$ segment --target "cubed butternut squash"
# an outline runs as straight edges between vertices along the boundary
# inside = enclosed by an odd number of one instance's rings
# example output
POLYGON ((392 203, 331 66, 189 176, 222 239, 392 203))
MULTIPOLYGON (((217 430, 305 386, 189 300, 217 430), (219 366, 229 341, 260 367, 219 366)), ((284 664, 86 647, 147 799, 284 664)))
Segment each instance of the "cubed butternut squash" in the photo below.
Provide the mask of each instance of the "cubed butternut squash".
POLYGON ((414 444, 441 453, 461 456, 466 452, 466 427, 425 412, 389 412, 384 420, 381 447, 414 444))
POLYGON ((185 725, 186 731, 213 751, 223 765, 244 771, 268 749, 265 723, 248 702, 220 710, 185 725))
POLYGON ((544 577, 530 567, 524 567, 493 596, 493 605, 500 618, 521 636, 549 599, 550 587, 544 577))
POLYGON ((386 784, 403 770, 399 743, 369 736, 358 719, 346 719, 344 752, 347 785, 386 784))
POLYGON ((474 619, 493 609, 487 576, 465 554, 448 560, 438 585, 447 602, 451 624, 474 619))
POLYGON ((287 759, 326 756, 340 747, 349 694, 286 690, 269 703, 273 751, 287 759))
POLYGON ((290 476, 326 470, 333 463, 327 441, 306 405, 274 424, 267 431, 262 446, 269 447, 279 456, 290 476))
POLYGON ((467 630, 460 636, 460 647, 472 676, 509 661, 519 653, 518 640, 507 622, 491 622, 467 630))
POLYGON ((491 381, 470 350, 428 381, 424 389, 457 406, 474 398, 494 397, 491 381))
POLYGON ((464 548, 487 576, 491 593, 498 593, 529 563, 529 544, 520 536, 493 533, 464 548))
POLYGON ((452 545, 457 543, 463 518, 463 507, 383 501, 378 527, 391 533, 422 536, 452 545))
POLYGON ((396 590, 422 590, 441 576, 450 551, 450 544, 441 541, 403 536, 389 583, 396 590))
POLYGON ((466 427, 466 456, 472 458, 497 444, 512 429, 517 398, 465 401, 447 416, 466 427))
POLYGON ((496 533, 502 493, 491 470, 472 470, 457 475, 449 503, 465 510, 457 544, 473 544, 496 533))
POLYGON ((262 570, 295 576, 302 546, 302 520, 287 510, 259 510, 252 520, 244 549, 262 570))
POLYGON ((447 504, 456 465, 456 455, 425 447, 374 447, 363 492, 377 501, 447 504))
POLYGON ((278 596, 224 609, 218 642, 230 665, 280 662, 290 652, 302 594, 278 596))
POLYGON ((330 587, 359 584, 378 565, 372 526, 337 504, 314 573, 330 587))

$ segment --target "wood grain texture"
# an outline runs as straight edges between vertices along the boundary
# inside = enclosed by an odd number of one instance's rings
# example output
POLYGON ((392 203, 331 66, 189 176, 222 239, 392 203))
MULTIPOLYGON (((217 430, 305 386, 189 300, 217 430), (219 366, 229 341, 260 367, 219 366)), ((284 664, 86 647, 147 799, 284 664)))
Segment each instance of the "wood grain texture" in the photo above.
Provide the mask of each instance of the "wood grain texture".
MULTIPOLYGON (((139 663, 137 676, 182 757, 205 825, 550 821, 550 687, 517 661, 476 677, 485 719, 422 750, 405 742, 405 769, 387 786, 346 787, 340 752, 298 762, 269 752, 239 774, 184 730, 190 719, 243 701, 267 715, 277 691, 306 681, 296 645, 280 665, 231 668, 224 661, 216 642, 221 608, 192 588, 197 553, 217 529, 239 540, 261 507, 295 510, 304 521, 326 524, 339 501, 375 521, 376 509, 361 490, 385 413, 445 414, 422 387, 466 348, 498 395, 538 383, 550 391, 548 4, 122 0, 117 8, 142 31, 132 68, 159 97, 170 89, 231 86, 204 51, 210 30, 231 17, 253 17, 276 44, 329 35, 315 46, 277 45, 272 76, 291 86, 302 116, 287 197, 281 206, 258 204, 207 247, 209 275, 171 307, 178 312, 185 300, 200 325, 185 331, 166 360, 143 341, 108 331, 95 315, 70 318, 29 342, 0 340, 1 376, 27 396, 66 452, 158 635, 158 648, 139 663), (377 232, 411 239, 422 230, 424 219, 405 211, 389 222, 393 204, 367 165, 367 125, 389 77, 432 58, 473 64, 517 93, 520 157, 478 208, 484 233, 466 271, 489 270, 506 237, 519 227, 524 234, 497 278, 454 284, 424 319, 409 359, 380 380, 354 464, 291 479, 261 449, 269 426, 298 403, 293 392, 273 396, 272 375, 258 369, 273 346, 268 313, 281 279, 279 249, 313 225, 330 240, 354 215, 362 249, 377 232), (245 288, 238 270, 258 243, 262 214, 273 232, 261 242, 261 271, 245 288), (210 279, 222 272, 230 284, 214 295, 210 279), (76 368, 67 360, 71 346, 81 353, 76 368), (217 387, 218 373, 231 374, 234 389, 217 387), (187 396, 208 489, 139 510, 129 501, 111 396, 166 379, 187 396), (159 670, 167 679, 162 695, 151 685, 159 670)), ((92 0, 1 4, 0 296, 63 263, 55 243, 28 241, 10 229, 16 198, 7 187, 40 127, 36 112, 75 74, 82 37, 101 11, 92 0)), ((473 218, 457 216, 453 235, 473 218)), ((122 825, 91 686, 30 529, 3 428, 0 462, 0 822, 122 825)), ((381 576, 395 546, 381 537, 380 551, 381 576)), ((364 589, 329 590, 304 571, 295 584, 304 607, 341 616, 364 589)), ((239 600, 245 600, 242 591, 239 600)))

Written request
Reproduce the listing unchanged, starting at its first line and ending at the line that contains "POLYGON ((185 725, 186".

Exercise output
$ segment --target "cubed butternut squash"
# an outline runs as straight edges between vertices along the boundary
# inside = enclosed by an odd number of one instance's rings
# example output
POLYGON ((392 203, 331 66, 189 176, 222 239, 392 203))
MULTIPOLYGON (((217 430, 305 386, 189 300, 217 430), (219 366, 229 341, 260 367, 219 366)), ((284 664, 86 647, 147 799, 284 664)))
Segment each instance of the "cubed butternut squash" in the photo below.
Provide the mask of each instance of the "cubed butternut squash".
POLYGON ((414 444, 441 453, 461 456, 466 452, 466 427, 425 412, 389 412, 384 420, 381 447, 414 444))
POLYGON ((185 725, 186 731, 213 751, 223 765, 244 771, 268 749, 265 723, 248 702, 220 710, 185 725))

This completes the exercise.